Brain and Body

This Man Now Has the Most Studied Brain in History

December 14, 2015 | Kelly Tatera

Results of an MRI scan. 24 thin sections of the human head
Photo credit: Daniel Schwen (CC by SA 4.0)

Coffee and breakfast had the biggest effect on his brain’s connectivity.

For a year and a half, Stanford researcher Russell Poldrack hopped into an MRI machine and scanned his brain for 10 minutes every Tuesday and Thursday morning. This makes his brain the most studied brain in history, and the self-experimentation led Poldrack to some striking findings about the effect of caffeine on the brain’s connectivity.

The goal of the long-term study was to gain a better understanding of the brain’s connectome, or a comprehensive map of how different parts of the brain communicate with each other. In addition to the MRI scans, Poldrack also fasted and drew blood on Tuesdays in order to further analyze the connections between brain function and gene expression.

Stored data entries
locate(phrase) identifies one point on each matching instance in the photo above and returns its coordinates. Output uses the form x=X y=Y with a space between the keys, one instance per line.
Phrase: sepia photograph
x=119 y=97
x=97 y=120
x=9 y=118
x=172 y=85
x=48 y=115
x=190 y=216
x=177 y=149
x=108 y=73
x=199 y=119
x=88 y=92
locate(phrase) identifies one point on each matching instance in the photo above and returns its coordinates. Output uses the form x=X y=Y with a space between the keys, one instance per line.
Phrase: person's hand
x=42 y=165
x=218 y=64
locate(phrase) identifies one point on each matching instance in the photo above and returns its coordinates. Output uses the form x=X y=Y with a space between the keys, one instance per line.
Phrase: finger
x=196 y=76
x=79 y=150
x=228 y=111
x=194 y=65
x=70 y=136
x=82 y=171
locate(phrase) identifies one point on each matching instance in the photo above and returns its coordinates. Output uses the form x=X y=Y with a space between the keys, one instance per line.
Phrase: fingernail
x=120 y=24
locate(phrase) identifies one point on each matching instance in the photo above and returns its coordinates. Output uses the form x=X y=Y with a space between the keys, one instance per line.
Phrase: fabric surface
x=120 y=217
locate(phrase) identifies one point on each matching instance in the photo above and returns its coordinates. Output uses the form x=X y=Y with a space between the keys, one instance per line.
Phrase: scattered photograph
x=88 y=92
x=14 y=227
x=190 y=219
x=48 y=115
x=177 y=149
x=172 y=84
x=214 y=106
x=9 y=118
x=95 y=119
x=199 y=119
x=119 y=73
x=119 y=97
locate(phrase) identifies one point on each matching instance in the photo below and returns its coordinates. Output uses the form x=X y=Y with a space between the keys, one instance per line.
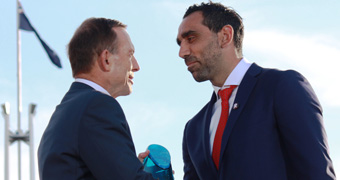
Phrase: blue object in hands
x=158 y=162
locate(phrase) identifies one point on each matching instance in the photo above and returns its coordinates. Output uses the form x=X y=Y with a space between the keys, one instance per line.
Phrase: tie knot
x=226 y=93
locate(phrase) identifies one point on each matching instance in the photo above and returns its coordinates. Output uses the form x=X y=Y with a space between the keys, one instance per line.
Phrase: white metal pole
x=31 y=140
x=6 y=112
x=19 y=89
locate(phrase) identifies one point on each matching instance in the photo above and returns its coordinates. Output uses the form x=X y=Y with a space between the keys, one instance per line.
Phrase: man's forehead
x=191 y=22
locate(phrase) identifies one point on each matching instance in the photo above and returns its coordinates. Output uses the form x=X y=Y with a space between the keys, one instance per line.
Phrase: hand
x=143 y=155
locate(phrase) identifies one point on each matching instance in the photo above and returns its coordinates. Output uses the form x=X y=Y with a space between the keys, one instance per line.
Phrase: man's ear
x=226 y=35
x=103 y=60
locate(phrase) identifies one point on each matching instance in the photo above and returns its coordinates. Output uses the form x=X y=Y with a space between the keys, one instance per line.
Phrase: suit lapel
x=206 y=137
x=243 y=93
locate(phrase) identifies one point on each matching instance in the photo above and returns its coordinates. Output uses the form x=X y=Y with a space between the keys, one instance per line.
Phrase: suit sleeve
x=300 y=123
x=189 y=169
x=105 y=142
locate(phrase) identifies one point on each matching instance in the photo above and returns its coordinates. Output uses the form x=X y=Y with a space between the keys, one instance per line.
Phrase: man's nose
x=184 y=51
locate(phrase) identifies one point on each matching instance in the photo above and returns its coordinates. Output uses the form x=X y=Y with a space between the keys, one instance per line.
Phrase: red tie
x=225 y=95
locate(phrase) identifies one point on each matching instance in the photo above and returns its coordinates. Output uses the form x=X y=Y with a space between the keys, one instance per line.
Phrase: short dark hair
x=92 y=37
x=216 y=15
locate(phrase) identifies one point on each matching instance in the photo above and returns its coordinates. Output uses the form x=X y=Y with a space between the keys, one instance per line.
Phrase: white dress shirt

# Problem to work on:
Retype the part of the article on the most studied brain that starts at "Results of an" and ends at "the brain’s connectivity.".

# Output of the exercise:
Results of an MRI scan. 24 thin sections of the human head
Photo credit: Daniel Schwen (CC by SA 4.0)

Coffee and breakfast had the biggest effect on his brain’s connectivity.

For a year and a half, Stanford researcher Russell Poldrack hopped into an MRI machine and scanned his brain for 10 minutes every Tuesday and Thursday morning. This makes his brain the most studied brain in history, and the self-experimentation led Poldrack to some striking findings about the effect of caffeine on the brain’s connectivity.